Oklahoma and Florida can battle for the BCS.
But we've already crowned the true national champ.


by Rick Reilly

The Utes trampled Alabama to complete a perfect season. How are they not national champions?

Some gifts people give are pointless: Styling mousse to Dick Vitale. An all-you-can-eat card to Kate Moss. The BCS Championship given to Oklahoma or Florida.

It means nothing because the BCS has no credibility. Florida? Oklahoma? Who cares? Utah is the national champion.

The End. Roll credits.

Argue with this, please. I beg you. Find me anybody else that went undefeated. Thirteen-and-zero. Beat four ranked teams. Went to the Deep South and seal-clubbed Alabama in the Sugar Bowl. The same Alabama that was ranked No. 1 for five weeks. The same Alabama that went undefeated in the regular season. The same Alabama that Florida beat in order to get INTO the BCS Championship game in the first place.

FIND ME ANYBODY ELSE THAT WENT UNDEFEATED. THIRTEEN-AND-ZERO. BEAT FOUR RANKED TEAMS. WENT TO THE DEEP SOUTH AND SEAL-CLUBBED ALABAMA IN THE SUGAR BOWL.

Yeah, that's how it is now in the shameful, money-grubbing world of college football. If you're Florida and you beat Alabama, you get a seat in the title game. If you're Utah, you get a seat on your sofa.

Hey, remind me: What do they give out for one of those BCS things anyway? It's been so long since I cared. Something from Sears? This is the sixth year in the past 10 that the title has been in dispute under this cash-grab, fan-dis, monopoly that the BCS has created. Which is why the title game just doesn't matter anymore. It's like being named Miss Ogallala. Or Best Amish Electrician.

Just take a look at the teams that think they're worthy of being called national champs:

USC? Great year. Wonderful. Let's all go to SkyBar and celebrate. But it lost to Oregon State, a team Utah beat.

Texas? You think beating Ohio State by a nubby three points gets you the title? The Big Ten was 1-6 in bowl games! That's like pinning David Spade!

Florida and Oklahoma? They lost. Utah never did.

So that's it. Utah is the national champion. The Utes should probably have two now, actually. They went undefeated in 2004, too, and their coach still thinks they were the best team in the land. Smart fella named Urban Meyer. Coaches Florida now.

By the way, we're calling our title the "national" championship because it actually includes the whole nation­—all 119 Division I schools—unlike the BCS, which includes 66. Yeah, the BCS somehow eliminated the middleman—the NCAA. The conferences these schools play in take their dump trucks full of cash straight from the TV networks and fairness can go suck a lemon.

*DATA LISTING*.
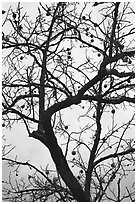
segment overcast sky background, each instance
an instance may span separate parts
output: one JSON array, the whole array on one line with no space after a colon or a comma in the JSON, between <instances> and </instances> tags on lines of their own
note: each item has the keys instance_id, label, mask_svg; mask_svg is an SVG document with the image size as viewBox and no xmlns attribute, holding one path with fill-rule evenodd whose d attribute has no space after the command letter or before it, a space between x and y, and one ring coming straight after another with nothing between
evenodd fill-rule
<instances>
[{"instance_id":1,"label":"overcast sky background","mask_svg":"<svg viewBox=\"0 0 137 204\"><path fill-rule=\"evenodd\" d=\"M12 5L13 8L16 8L17 4L13 3L13 1L11 2L4 1L2 4L2 9L7 10L10 5ZM34 17L35 19L36 14L38 14L37 12L38 2L32 1L30 3L23 3L22 6L24 8L24 11L26 11L31 16L31 18ZM77 52L77 54L79 56L82 56L82 54L79 52ZM79 108L76 108L75 112L69 111L67 113L67 117L65 120L66 120L66 123L69 124L69 127L71 128L71 130L75 129L75 124L77 123L75 121L75 118L76 118L76 115L79 115L79 111L85 112L85 110L80 110ZM122 124L123 122L126 122L131 118L130 116L132 115L132 113L133 113L132 108L131 109L129 108L128 111L123 111L121 109L118 111L118 113L116 112L115 121L117 121L118 124ZM106 121L112 122L112 117L110 116L110 113L105 113L103 115L102 121L104 121L102 126L105 132L105 130L107 130L108 128L108 124L106 123ZM37 167L40 167L40 166L46 167L46 165L49 163L50 164L49 168L54 168L54 164L52 162L48 149L45 148L45 146L38 140L29 138L27 131L25 129L25 126L22 125L21 123L14 125L11 131L3 128L2 134L6 136L8 144L12 144L13 146L16 146L15 150L11 153L13 158L15 157L15 155L18 155L18 160L20 161L26 162L30 160L30 163L32 163L33 165L36 165ZM133 130L131 130L131 135L132 134L134 134ZM24 168L23 172L21 172L21 176L25 174L26 174L26 169ZM3 165L3 178L7 178L7 176L8 176L8 169L7 167L5 168L5 166ZM130 181L131 180L129 178L129 182Z\"/></svg>"}]
</instances>

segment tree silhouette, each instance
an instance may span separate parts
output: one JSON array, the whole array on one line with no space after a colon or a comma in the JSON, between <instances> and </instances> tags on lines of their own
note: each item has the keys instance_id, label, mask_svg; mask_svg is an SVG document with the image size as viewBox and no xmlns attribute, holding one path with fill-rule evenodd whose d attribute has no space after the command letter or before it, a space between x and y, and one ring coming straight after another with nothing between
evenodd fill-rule
<instances>
[{"instance_id":1,"label":"tree silhouette","mask_svg":"<svg viewBox=\"0 0 137 204\"><path fill-rule=\"evenodd\" d=\"M134 183L122 187L135 163L134 13L127 2L39 3L35 19L21 3L2 11L2 126L23 122L57 173L4 146L16 174L35 170L15 184L10 173L4 200L134 201Z\"/></svg>"}]
</instances>

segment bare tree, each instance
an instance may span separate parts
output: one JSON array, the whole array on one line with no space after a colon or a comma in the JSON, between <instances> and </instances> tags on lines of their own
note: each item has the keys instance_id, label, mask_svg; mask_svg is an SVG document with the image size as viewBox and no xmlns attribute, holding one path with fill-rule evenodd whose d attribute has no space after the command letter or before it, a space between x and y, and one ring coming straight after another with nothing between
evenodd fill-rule
<instances>
[{"instance_id":1,"label":"bare tree","mask_svg":"<svg viewBox=\"0 0 137 204\"><path fill-rule=\"evenodd\" d=\"M15 184L10 173L3 199L134 201L134 184L122 187L135 163L133 3L39 3L35 19L18 3L2 13L2 126L23 121L57 172L9 159L4 146L16 173L35 173Z\"/></svg>"}]
</instances>

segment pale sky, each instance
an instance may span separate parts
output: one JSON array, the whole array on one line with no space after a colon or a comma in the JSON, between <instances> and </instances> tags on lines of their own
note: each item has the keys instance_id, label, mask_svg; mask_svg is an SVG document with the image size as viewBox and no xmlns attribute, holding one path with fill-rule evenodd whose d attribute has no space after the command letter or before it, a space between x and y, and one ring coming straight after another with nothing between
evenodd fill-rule
<instances>
[{"instance_id":1,"label":"pale sky","mask_svg":"<svg viewBox=\"0 0 137 204\"><path fill-rule=\"evenodd\" d=\"M10 3L9 3L10 2ZM21 2L25 2L25 1L21 1ZM24 7L24 11L27 11L31 18L34 17L35 14L37 14L37 5L38 2L32 1L31 3L28 3L30 1L27 1L27 3L23 3L23 7ZM13 3L13 1L4 1L2 4L2 8L4 10L7 10L7 8L9 8L9 5L12 4L13 8L14 8L14 4L16 7L16 3ZM33 4L33 7L32 7ZM33 12L32 12L32 8L33 8ZM35 18L35 17L34 17ZM77 52L78 55L80 55L80 53ZM64 112L66 112L66 110L63 110ZM79 115L79 108L75 109L74 111L69 111L67 112L67 117L65 118L66 123L69 124L69 127L71 130L75 130L75 126L77 121L75 121L76 119L76 114ZM82 110L81 109L81 113ZM117 121L118 124L122 124L124 121L128 121L130 118L131 113L133 112L133 109L131 108L130 110L128 109L128 111L123 111L122 109L118 111L118 113L115 114L115 120ZM73 121L70 120L71 118L73 118ZM103 131L108 129L108 124L106 123L106 118L107 121L111 121L112 117L110 117L109 113L105 113L103 115ZM132 134L132 130L131 130L131 134ZM22 124L18 124L18 125L14 125L12 130L6 130L6 129L2 129L2 134L6 135L6 138L8 139L8 143L12 144L13 146L16 146L15 150L11 153L11 155L16 156L18 155L18 160L24 161L26 162L27 160L30 160L30 163L36 165L37 167L44 165L43 167L46 167L46 165L49 163L51 168L54 168L54 164L52 162L52 159L50 157L50 153L48 151L47 148L45 148L45 146L40 143L38 140L35 140L33 138L29 138L27 131L25 130L25 126L23 126ZM13 157L14 157L13 156ZM86 155L85 155L86 156ZM24 169L24 173L25 169ZM7 169L3 169L3 176L6 178L7 177Z\"/></svg>"}]
</instances>

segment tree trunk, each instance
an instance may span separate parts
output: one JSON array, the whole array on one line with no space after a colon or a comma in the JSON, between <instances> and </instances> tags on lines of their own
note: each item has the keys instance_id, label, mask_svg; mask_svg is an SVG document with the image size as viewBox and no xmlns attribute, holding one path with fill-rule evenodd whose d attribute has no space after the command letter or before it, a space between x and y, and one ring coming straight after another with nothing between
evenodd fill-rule
<instances>
[{"instance_id":1,"label":"tree trunk","mask_svg":"<svg viewBox=\"0 0 137 204\"><path fill-rule=\"evenodd\" d=\"M49 149L51 157L56 165L59 174L61 175L61 178L69 187L74 198L78 202L89 202L81 185L71 172L66 158L64 157L63 152L57 143L57 139L54 135L51 125L51 118L48 116L48 114L44 115L43 128L46 133L46 138L42 142Z\"/></svg>"}]
</instances>

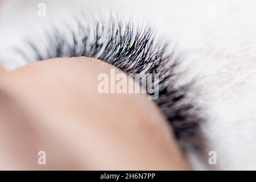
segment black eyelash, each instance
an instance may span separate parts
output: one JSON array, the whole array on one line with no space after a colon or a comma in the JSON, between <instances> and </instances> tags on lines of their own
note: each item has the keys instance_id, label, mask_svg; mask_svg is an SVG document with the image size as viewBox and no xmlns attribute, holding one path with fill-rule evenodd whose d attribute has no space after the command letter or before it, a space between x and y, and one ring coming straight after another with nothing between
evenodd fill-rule
<instances>
[{"instance_id":1,"label":"black eyelash","mask_svg":"<svg viewBox=\"0 0 256 182\"><path fill-rule=\"evenodd\" d=\"M198 147L202 118L187 96L192 83L176 86L179 74L175 70L181 59L174 56L173 51L167 52L168 44L156 43L151 28L135 27L131 20L123 23L113 16L106 22L85 19L77 19L76 28L65 26L65 32L55 28L46 31L44 47L38 45L38 40L28 41L32 54L23 53L23 56L28 62L33 59L93 57L127 73L159 73L159 93L155 102L181 143Z\"/></svg>"}]
</instances>

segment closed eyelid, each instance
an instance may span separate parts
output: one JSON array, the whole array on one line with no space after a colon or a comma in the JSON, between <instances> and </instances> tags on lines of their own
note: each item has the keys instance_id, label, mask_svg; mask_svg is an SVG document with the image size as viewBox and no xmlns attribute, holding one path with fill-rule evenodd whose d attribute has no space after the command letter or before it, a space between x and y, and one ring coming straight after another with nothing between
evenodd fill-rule
<instances>
[{"instance_id":1,"label":"closed eyelid","mask_svg":"<svg viewBox=\"0 0 256 182\"><path fill-rule=\"evenodd\" d=\"M187 96L192 83L176 85L177 67L182 60L175 56L167 43L155 37L150 25L140 27L113 16L90 19L83 15L74 22L62 28L53 26L36 38L27 39L27 46L18 52L27 63L85 56L100 59L127 73L158 73L159 98L155 102L176 136L189 144L200 142L199 125L203 119Z\"/></svg>"}]
</instances>

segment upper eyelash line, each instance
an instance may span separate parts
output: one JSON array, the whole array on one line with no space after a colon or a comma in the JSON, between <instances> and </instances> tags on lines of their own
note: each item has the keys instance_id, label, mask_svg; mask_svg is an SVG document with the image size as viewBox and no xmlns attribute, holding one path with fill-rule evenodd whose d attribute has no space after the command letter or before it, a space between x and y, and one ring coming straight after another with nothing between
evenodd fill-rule
<instances>
[{"instance_id":1,"label":"upper eyelash line","mask_svg":"<svg viewBox=\"0 0 256 182\"><path fill-rule=\"evenodd\" d=\"M144 28L135 27L131 20L123 23L113 16L106 22L82 18L76 19L75 28L69 26L64 31L55 28L52 31L46 31L44 47L28 39L26 48L30 51L24 51L24 47L18 52L27 62L55 57L93 57L127 73L159 73L159 96L155 102L181 143L197 143L198 127L203 119L187 97L191 84L175 86L179 77L175 69L180 59L175 57L173 52L167 52L168 44L156 43L152 28L148 25ZM46 51L44 53L42 50Z\"/></svg>"}]
</instances>

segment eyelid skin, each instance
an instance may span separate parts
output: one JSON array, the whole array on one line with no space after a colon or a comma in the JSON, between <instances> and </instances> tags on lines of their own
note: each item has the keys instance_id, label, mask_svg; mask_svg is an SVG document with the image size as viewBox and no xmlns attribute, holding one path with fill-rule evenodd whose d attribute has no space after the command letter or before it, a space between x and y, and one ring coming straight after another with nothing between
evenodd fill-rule
<instances>
[{"instance_id":1,"label":"eyelid skin","mask_svg":"<svg viewBox=\"0 0 256 182\"><path fill-rule=\"evenodd\" d=\"M171 129L146 94L97 92L97 76L111 68L91 58L56 59L4 73L0 80L34 118L52 160L54 144L57 150L69 146L61 156L80 169L189 169ZM51 164L46 167L56 167Z\"/></svg>"},{"instance_id":2,"label":"eyelid skin","mask_svg":"<svg viewBox=\"0 0 256 182\"><path fill-rule=\"evenodd\" d=\"M140 26L117 16L101 18L84 15L60 27L53 24L50 28L41 28L42 34L30 34L16 53L28 63L85 56L98 59L139 77L144 73L159 74L159 95L155 102L172 125L181 145L201 147L200 125L204 118L194 102L196 98L188 96L193 78L180 83L180 76L185 74L179 69L182 55L168 46L171 42L156 39L150 25Z\"/></svg>"}]
</instances>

*INSTRUCTIONS*.
#1 Print the part of the records that opens with the line containing "segment eyelid skin, each instance" and closes with the last line of the records, reproducing every line exactly.
#2 Continue the column on Utah's undefeated season and the BCS from where it stops.

*TASK RESPONSES*.
#1
segment eyelid skin, each instance
an instance may span separate parts
output: one JSON array, the whole array on one line with no space after a colon or a comma in the JSON, between <instances> and </instances> tags on lines of their own
note: each item has the keys instance_id, label, mask_svg; mask_svg is an SVG document with the image size as viewBox and no xmlns attribute, holding one path with fill-rule evenodd whose d attribute has no space after the command letter or before it, a space between x and y, and one ring coming straight after another with nothing between
evenodd fill-rule
<instances>
[{"instance_id":1,"label":"eyelid skin","mask_svg":"<svg viewBox=\"0 0 256 182\"><path fill-rule=\"evenodd\" d=\"M171 129L146 94L97 92L97 76L111 68L91 58L56 59L4 73L0 80L34 118L52 160L54 144L57 150L69 146L61 156L80 169L189 169ZM51 164L46 167L56 167Z\"/></svg>"},{"instance_id":2,"label":"eyelid skin","mask_svg":"<svg viewBox=\"0 0 256 182\"><path fill-rule=\"evenodd\" d=\"M140 26L117 16L101 18L84 15L60 27L53 24L50 28L41 28L42 34L30 34L16 53L28 63L85 56L98 59L139 77L144 73L159 74L159 95L155 102L172 125L181 145L201 147L200 125L204 118L194 102L196 98L188 96L193 78L180 83L180 76L185 74L179 69L182 55L168 46L171 42L156 39L150 25Z\"/></svg>"}]
</instances>

#2
Nettie Tien

The Utes won't get the trophy they really deserve, so we gave them one of our own design.

Do me a favor. Call Ohio State president Gordon Gee and ask him why he won't support a playoff. He's one of the most powerful presidents in the NCAA. He could get it done. If he says anything other than, "We don't want to share the loot" then you know he's lying his bow tie off.

"This is not how we normally do things in America," says Utah president Michael Young. "In America, quality usually wins, not conspiracy. And there's a reason people usually enter into a conspiracy. It's money. You make money doing it. And those that are in on the conspiracy want to stay in and keep everybody else out."

Sure, BCS blowhards will hand you schlock about how the college football season is like a playoff, how it's an elimination tournament every week. Really? Well, how come Florida and Oklahoma weren't eliminated with their losses? Utah ran the table, beat everybody set in front of them, including Ala-damn-bama in no less than the Sugar Bowl, and gets the bagel.

Oh, by the way? It was Utah's eighth straight bowl win, the nation's longest streak. Among the losers during that run? Let's see USC, Georgia Tech, Pittsburgh, and now the legendary Houndstooth Hats.

"What else do we have to prove?" asks Utah's magical quarterback, Brian Johnson. Good question. He and the Utes essentially whipped Alabama at home. Handed Nick Saban a garlic necklace to wear the entire offseason. Stepped on his team's neck 21-0 in the first three possessions and never looked back. Let's see. Who was it that was losing to Alabama until nearly six minutes into the fourth quarter? Oh, yeah. Florida.

What, you want the Utes to win a spelling bee? Make a prize-winning souffle? Knock up Angelina Jolie? What?

It just slays me. It really does.

Call Myles Brand, president of the asleep-at-the-wheel NCAA, and ask him if he and his greedy presidents are going to stand in defiance of president-elect Barack Obama, who wants a playoff and wants it yesterday.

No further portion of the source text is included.